→ Text
## BEGIN
Fer Rios

Posted on Jul 2 • Originally published at ferztyle.me

Kubernetes resource requests and limits explained: scheduling, throttling, and OOMKill

#kubernetes #devops #sre #k8s

This is part of the Platform engineering with Go series: a growing collection of posts on Kubernetes, Go tooling, and infrastructure automation. View all posts in the series

The 3am incident nobody talks about

It's 3am. Your on-call phone goes off. A service is down in production. You log in, check the pods, and see this:

kubectl get pods -n production

NAME                    READY   STATUS             RESTARTS   AGE
api-7d6b9f8c4-xk2pq    0/1     OOMKilled          14         2d
api-7d6b9f8c4-mn9rt    0/1     OOMKilled          14         2d
api-7d6b9f8c4-p8wvz    0/1     OOMKilled          14         2d

You restart the pods. They come back. Five minutes later, they die again.
## END
→ To be done
1: Answer these about the Kubernetes post:
(a) Which four hashtags appear under the title?
(b) Which namespace does the kubectl command check?
(c) How many restarts does each listed pod show?
2: Transcribe the Kubernetes post word for word, everything from "kubectl get pods" down to "they die again.".

→ Dataset excerpt
## BEGIN
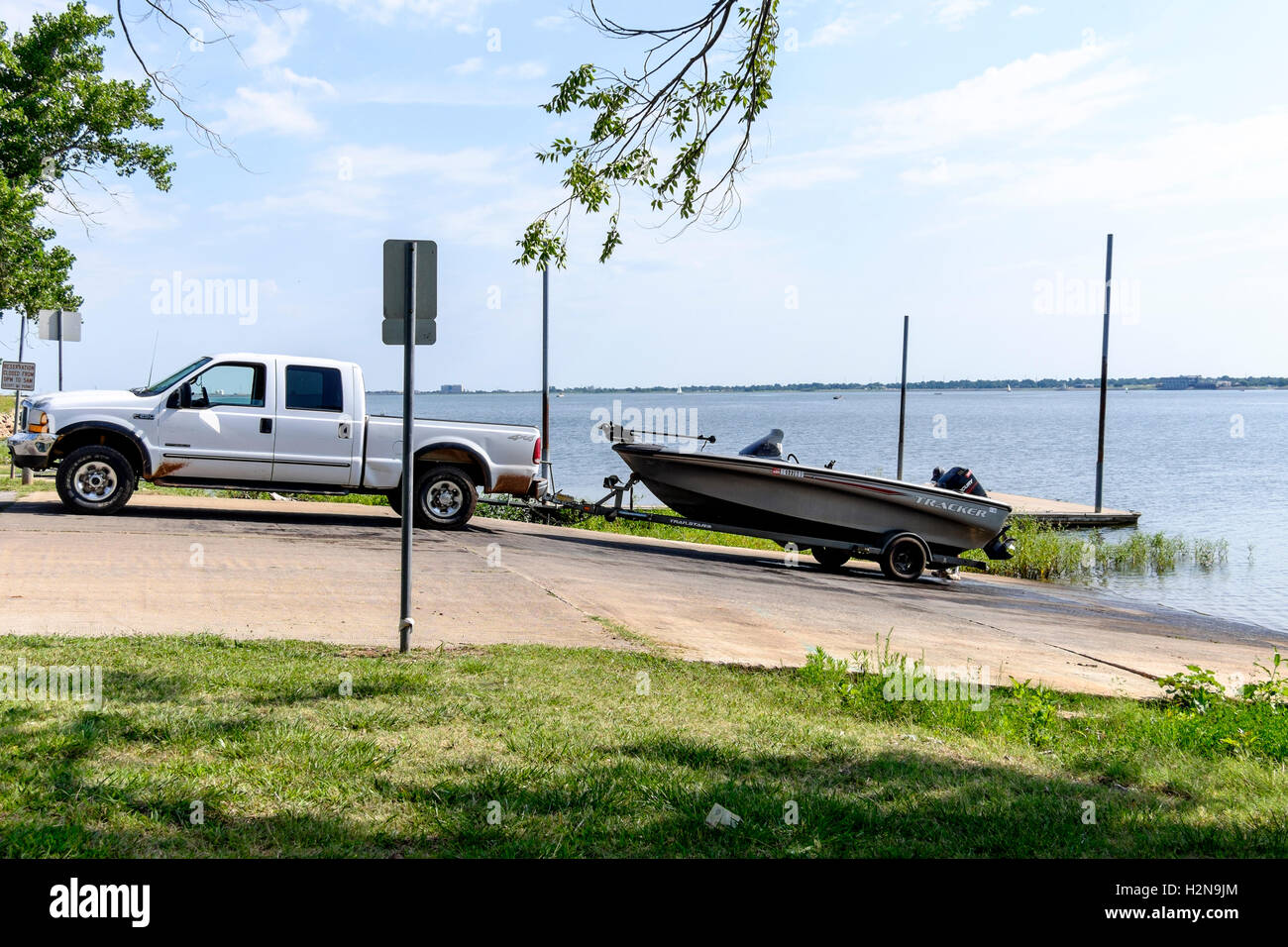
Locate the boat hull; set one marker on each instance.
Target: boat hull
(793, 499)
## END
→ Written responses
1:
(a) #kubernetes, #devops, #sre, and #k8s
(b) production
(c) 14

2:
kubectl get pods -n production

NAME                    READY   STATUS             RESTARTS   AGE
api-7d6b9f8c4-xk2pq    0/1     OOMKilled          14         2d
api-7d6b9f8c4-mn9rt    0/1     OOMKilled          14         2d
api-7d6b9f8c4-p8wvz    0/1     OOMKilled          14         2d

You restart the pods. They come back. Five minutes later, they die again.